═════ WORKING DATA
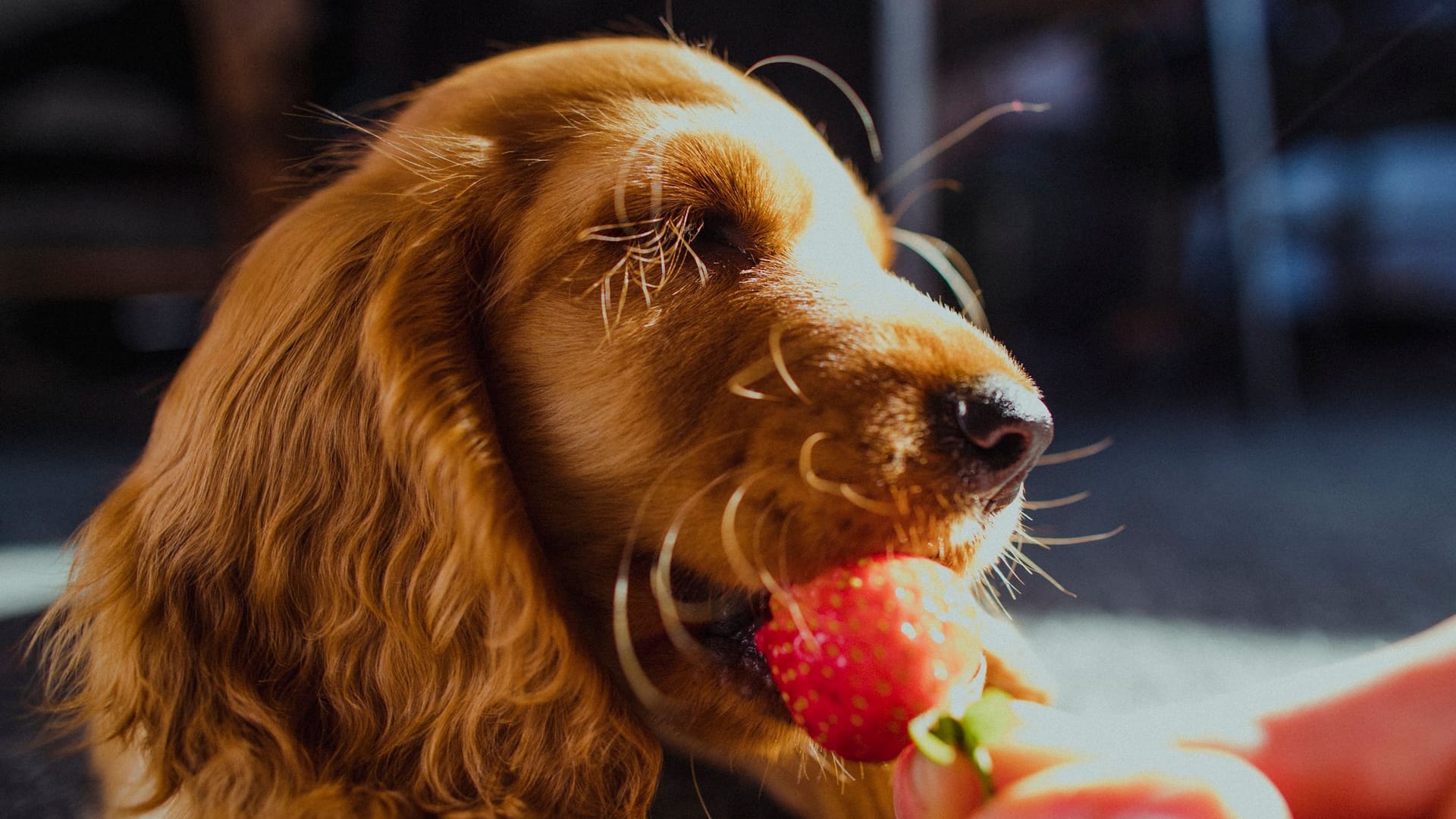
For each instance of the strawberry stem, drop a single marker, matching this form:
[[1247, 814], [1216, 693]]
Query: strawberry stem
[[986, 722]]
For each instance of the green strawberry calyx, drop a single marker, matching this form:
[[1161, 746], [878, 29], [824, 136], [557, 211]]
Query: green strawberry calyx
[[965, 727]]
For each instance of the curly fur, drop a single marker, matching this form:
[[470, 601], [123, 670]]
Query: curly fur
[[367, 563]]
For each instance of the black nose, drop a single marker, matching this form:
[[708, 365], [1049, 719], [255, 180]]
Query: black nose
[[1002, 428]]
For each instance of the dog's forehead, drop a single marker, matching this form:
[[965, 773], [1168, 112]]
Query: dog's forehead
[[536, 85]]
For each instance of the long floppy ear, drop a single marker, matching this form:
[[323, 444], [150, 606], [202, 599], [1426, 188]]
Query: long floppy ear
[[318, 592]]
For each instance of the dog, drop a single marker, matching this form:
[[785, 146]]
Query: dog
[[475, 488]]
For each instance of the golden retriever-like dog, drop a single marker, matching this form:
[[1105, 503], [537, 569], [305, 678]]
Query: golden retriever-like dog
[[473, 490]]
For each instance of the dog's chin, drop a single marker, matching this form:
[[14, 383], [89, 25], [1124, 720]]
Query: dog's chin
[[734, 675]]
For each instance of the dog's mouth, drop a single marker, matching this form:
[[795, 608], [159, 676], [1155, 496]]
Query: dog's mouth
[[724, 624]]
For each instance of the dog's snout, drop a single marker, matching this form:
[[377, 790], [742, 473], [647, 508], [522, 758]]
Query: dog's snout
[[1002, 428]]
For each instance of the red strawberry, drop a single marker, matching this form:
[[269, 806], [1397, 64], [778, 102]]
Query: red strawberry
[[861, 651]]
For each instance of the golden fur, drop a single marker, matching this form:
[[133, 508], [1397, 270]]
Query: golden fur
[[587, 318]]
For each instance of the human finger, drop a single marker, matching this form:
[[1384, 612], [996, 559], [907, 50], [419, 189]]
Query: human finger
[[1174, 784]]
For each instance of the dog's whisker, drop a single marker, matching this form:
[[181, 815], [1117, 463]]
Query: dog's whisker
[[919, 193], [1055, 503], [777, 353], [951, 267], [956, 136], [698, 789], [1031, 566], [781, 594], [596, 234], [661, 576], [750, 375], [807, 466], [1006, 583], [868, 504], [648, 694], [632, 670], [839, 82], [1044, 542], [1053, 458], [728, 531]]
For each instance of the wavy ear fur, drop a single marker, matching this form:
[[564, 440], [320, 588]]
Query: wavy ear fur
[[318, 592]]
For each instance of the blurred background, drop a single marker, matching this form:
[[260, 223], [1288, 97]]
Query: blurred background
[[1229, 246]]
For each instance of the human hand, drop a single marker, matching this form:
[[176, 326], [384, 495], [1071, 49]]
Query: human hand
[[1373, 738]]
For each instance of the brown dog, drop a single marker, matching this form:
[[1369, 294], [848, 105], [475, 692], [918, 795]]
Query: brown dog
[[475, 487]]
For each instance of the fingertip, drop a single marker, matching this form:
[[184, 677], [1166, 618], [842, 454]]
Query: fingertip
[[1187, 784], [928, 790]]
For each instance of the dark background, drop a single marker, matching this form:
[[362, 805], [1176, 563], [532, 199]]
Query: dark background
[[1282, 419]]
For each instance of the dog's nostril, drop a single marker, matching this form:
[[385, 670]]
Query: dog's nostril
[[1003, 428]]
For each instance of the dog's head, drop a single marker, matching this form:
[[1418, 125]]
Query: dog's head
[[498, 444]]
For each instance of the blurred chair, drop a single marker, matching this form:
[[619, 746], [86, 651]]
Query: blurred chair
[[140, 140]]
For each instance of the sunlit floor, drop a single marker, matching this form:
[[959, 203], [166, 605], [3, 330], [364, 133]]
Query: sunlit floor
[[1251, 550]]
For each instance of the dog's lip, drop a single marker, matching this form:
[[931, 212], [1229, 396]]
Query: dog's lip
[[728, 642]]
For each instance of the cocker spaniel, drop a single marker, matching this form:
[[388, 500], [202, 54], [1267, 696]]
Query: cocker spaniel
[[473, 490]]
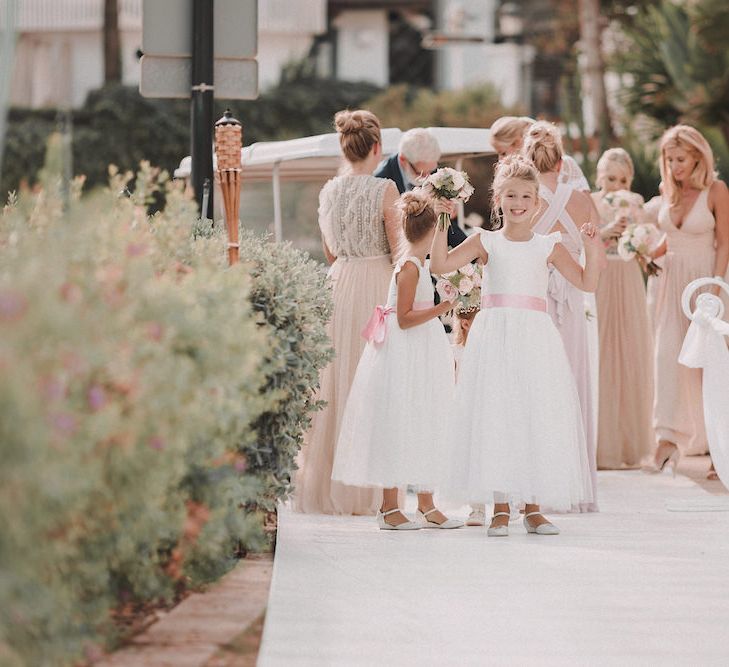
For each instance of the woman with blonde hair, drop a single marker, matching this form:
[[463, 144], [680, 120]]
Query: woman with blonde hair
[[360, 229], [694, 215], [565, 209], [507, 138], [624, 431]]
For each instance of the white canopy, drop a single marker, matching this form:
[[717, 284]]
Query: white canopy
[[319, 157]]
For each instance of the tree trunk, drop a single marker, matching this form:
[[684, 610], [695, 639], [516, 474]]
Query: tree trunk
[[112, 42], [594, 67]]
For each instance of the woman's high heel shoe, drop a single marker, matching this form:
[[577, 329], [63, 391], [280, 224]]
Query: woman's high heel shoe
[[406, 525], [671, 461], [427, 523], [542, 528]]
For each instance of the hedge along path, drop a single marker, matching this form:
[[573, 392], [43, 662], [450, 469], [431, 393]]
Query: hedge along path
[[204, 624]]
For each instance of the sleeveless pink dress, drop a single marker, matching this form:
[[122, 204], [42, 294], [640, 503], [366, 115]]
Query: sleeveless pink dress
[[625, 399], [352, 223], [566, 305], [678, 414]]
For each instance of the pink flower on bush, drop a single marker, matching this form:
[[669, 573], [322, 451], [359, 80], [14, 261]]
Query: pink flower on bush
[[136, 249], [12, 306], [63, 424], [446, 290], [96, 397], [71, 293]]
══════════
PROBLEM TO WORK ON: The records above need to be given again exactly. Omit the pictures.

EXERCISE RESPONSE:
For each instance of the strawberry stem, drop a single marker, matching this form:
[[1247, 814], [1216, 693]]
Query: strawberry stem
[[986, 722]]
For each instance of the green strawberry calyx, drop a single marker, matching this form:
[[1161, 746], [878, 29], [824, 136], [557, 211]]
Query: green strawberry calyx
[[965, 727]]
For each instance of the curly fur, drop a single marker, matching this form:
[[470, 601], [123, 670]]
Query: curly fur
[[367, 563]]
For each instance of the black nose, drop a single marker, matching this form:
[[708, 365], [1049, 719], [255, 180]]
Query: black nose
[[1002, 428]]
For each instance of the dog's forehead, drop a single marker, matching this form:
[[965, 773], [1168, 112]]
Query: dog's forehead
[[536, 85]]
For each instance of the long floppy ear, drop a single marker, matching this form:
[[323, 444], [150, 606], [202, 599], [1426, 188]]
Query: long floppy ear
[[318, 592]]
For each instance of the dog, drop a single marker, matching this form:
[[785, 146]]
Query: dog
[[475, 488]]
For each instance of the golden retriever-like dog, drop a single marker, matching this form:
[[1105, 503], [537, 569], [305, 678]]
Query: golden retriever-like dog
[[473, 490]]
For each instance of the dog's chin, drop a single marker, matching this form:
[[14, 383], [89, 25], [1124, 720]]
Query: dog's chin
[[734, 675]]
For each instance of the dog's mouth, drop a single marker, matching this form:
[[795, 608], [159, 676], [1155, 496]]
Query: dog's mouth
[[724, 624]]
For each instance of the dog's snout, drop a single marker, matching this form:
[[377, 790], [742, 473], [647, 508], [522, 758]]
Query: dog's snout
[[1002, 428]]
For each instance of the red strawberry, drop a single marker, matching this form:
[[269, 806], [1397, 64], [778, 102]]
Query: red strawberry
[[861, 651]]
For each instance of the golden fur, drop a single marker, matching this form:
[[133, 508], [1397, 270]]
Query: golden fur
[[587, 318]]
For each instance of the human finger, drop a single marker, matching this form:
[[1384, 612], [996, 559], [907, 50], [419, 189]]
Query: human finger
[[1174, 784]]
For each instance of the dog's whisker, drop a single marker, matching this form:
[[181, 815], [1117, 463]]
Query: dog's whisker
[[919, 193], [1055, 503], [777, 353], [951, 267], [956, 136], [698, 789], [1031, 566], [781, 594], [596, 234], [661, 576], [750, 375], [807, 466], [1006, 583], [868, 504], [648, 694], [632, 670], [839, 82], [1044, 542], [1053, 458], [728, 531]]
For each instance of the wavy ear fur, drop a single marker, matching this form:
[[564, 440], [320, 588]]
Query: wavy ear fur
[[318, 592]]
For each instance of the blurred background, drop a single marker, matching this form:
[[260, 223], [1288, 97]]
Query: blurred background
[[1229, 246]]
For each instance of the human hand, drop a single marker, matching this form:
[[176, 326], [384, 495], [1071, 49]]
Query: human hand
[[1373, 738]]
For each instance of the brown dog, drop a single marker, matching this form:
[[1369, 294], [848, 105], [475, 692], [918, 795]]
Query: brown dog
[[475, 487]]
For each instance of the fingertip, drop a single marker, matching this form:
[[184, 677], [1166, 618], [842, 454]]
Query: fingertip
[[1187, 784], [928, 790]]
For each instance of the dark background, drop a single marker, matching this form:
[[362, 805], [1176, 563], [532, 199]]
Query: dark background
[[1282, 419]]
For each instance of the dog's nostril, drop a single marker, matching this form:
[[385, 670]]
Query: dog's nostril
[[1003, 428]]
For each instance of the dog's head, drop a single marker, matching this form:
[[1418, 125]]
Query: dog's head
[[498, 444]]
For each instance of the blurred chair, drop a single marker, matching this form:
[[619, 746], [86, 651]]
Query: blurred chair
[[140, 140]]
For each instance of the sunlit floor, drop a single marker, matching this form:
[[959, 203], [166, 605], [3, 330], [364, 133]]
Query: sunlit floor
[[1251, 550]]
For each instance of the dog's lip, drop a single marker, matching this form:
[[931, 212], [1229, 396]]
Query: dog's lip
[[728, 642]]
For each instance of the cocker spaniel, drop a single marker, matching this form:
[[388, 500], [202, 54], [1267, 696]]
Query: cocker spaniel
[[473, 490]]
For each instance of the woman with blonde hair, drop a single marker, matching this form:
[[463, 144], [680, 120]]
Query: woman with blonde hair
[[360, 229], [694, 215], [565, 209], [507, 138], [624, 431]]
For each instance of the white canopy, drop a single marker, matching this form:
[[717, 284]]
Query: white canopy
[[319, 157]]
For each instance of the tree trunk, drop a single marker, matching this form:
[[684, 610], [695, 639], [516, 474]]
Query: tree trunk
[[112, 42], [594, 67]]
For each instance of the woman's high heel shoe, drop a single marker, matching this form:
[[577, 329], [63, 391], [280, 224]]
Query: woman's high heel shoe
[[406, 525], [671, 461], [427, 523], [542, 528]]
For each instance of the hedge along path, drop a single marker, matching this form:
[[573, 392], [43, 662], [450, 469], [431, 393]]
Query: hedge along path
[[204, 624]]
For each instance of the sleeveless pink dress, drop a single marker, matching this form:
[[122, 204], [42, 294], [640, 503], [366, 115]]
Query: sleeveless pink dress
[[625, 399], [352, 223], [566, 305], [678, 414]]
For each instance of the pink flower on bush, drop a single marker, matching this form:
[[669, 573], [322, 451], [359, 80], [14, 261]]
Query: pink flower on bush
[[136, 249], [12, 306], [63, 424], [446, 290], [96, 397], [71, 293]]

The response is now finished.